TO BE DONE
Could you transcribe, character for character, the stretch of lines below that opens with the line containing "outline white-blue flower, every instance" and closes with the line containing "M 254 283 L", including both of those lines and nothing else?
+===+
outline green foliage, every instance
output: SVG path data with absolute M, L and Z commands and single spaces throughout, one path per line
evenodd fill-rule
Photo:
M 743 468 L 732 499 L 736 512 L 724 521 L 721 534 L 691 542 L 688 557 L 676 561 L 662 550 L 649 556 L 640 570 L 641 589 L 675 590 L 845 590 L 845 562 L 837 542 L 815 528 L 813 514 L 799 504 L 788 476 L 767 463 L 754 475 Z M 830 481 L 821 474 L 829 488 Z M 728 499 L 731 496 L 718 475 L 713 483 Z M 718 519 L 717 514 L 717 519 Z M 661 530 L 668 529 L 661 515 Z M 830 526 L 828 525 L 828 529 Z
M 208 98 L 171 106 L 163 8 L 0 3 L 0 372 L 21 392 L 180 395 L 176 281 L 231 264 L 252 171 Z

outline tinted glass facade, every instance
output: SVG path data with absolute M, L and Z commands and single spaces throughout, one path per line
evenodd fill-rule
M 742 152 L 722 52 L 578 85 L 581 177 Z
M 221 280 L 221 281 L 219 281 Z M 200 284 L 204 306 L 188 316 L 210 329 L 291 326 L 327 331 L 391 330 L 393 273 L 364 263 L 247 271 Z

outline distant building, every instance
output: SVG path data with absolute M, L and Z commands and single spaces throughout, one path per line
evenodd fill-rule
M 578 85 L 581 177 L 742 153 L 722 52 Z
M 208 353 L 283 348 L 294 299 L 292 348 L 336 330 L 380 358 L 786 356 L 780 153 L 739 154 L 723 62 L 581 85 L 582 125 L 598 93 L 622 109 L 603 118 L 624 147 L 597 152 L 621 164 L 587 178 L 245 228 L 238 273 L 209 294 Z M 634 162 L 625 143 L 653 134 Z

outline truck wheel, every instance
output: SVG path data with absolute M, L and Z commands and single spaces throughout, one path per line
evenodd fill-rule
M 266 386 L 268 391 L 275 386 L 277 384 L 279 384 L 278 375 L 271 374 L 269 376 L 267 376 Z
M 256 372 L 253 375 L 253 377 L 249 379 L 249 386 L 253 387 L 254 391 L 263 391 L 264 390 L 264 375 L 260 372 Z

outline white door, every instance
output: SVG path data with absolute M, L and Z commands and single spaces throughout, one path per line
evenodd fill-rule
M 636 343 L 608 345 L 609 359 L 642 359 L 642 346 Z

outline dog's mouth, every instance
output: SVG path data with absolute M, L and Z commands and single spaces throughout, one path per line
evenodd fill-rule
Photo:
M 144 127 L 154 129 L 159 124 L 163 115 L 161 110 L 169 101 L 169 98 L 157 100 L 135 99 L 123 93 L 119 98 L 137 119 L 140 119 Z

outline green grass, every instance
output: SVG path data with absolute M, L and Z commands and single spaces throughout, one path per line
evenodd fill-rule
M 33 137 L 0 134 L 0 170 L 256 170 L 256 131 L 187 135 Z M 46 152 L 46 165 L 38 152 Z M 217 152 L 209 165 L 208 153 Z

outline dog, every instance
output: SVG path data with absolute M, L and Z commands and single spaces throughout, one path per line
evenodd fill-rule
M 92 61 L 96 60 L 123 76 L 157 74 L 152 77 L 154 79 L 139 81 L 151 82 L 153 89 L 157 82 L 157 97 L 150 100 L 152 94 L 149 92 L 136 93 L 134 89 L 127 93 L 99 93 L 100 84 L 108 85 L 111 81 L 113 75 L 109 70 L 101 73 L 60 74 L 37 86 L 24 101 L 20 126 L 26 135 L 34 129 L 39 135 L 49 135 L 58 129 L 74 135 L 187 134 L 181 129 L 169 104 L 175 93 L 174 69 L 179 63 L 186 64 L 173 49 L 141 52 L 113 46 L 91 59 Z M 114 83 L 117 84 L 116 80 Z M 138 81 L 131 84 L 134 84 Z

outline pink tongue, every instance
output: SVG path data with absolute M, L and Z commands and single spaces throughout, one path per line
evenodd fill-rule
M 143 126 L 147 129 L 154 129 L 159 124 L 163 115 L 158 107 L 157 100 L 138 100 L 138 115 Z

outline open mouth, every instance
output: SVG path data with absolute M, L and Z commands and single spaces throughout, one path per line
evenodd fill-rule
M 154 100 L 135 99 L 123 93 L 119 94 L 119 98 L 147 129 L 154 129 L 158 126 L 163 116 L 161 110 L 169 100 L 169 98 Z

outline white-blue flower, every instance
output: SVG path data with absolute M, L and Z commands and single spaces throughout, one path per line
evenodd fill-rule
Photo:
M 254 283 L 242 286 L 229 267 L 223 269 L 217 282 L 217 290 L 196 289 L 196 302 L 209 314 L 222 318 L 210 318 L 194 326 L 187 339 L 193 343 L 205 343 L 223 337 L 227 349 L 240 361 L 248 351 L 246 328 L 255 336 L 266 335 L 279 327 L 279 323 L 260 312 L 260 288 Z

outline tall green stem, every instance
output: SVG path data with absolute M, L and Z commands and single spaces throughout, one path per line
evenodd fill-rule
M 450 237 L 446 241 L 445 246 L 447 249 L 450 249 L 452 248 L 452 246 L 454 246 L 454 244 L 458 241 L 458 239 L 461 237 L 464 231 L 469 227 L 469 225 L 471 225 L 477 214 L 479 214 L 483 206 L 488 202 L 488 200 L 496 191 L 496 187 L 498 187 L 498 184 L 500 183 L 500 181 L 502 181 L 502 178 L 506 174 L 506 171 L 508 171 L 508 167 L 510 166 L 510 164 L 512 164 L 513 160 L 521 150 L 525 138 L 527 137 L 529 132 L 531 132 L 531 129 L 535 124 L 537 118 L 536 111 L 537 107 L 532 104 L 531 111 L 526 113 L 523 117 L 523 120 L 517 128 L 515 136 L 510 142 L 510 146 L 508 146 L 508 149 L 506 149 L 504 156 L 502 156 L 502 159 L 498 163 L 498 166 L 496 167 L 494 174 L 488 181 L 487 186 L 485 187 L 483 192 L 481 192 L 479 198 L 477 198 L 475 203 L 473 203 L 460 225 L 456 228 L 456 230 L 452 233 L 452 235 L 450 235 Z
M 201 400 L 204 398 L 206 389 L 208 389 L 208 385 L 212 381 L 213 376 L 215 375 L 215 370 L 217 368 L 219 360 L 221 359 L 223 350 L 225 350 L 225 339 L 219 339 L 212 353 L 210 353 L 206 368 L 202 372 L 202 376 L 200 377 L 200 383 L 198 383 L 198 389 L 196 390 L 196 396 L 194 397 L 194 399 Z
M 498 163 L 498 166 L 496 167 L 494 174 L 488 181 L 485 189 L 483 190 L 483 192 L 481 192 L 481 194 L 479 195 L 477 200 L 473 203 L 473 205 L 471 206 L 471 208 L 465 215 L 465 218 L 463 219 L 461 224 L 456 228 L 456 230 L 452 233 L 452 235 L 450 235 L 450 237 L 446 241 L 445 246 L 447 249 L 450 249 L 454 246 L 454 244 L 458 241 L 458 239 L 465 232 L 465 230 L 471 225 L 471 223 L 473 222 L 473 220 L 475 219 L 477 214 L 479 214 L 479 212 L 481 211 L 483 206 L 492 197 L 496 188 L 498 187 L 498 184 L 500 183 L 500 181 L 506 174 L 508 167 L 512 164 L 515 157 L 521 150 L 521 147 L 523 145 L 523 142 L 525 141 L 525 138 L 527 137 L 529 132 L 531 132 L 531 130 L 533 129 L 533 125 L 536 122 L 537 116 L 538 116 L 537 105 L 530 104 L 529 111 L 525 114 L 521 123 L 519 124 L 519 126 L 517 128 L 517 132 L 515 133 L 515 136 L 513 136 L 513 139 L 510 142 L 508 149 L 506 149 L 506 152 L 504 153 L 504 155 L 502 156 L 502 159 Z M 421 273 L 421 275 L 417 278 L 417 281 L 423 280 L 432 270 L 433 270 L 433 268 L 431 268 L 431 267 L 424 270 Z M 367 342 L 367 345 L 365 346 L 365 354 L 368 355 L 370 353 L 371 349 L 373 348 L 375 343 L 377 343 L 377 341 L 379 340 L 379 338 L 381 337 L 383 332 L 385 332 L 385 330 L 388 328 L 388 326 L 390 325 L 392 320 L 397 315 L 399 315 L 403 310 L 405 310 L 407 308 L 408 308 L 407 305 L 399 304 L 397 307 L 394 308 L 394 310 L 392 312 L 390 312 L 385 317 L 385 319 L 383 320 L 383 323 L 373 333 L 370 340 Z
+===+
TASK ANSWER
outline white-blue flower, every instance
output: SVG path data with absolute M, L and Z commands and single spaces throughout, one path per line
evenodd fill-rule
Photo:
M 254 283 L 242 286 L 229 267 L 223 269 L 217 282 L 217 290 L 196 289 L 196 302 L 209 314 L 222 318 L 210 318 L 194 326 L 187 339 L 193 343 L 205 343 L 223 337 L 227 349 L 240 361 L 248 351 L 246 328 L 255 336 L 266 335 L 279 327 L 279 323 L 260 312 L 260 288 Z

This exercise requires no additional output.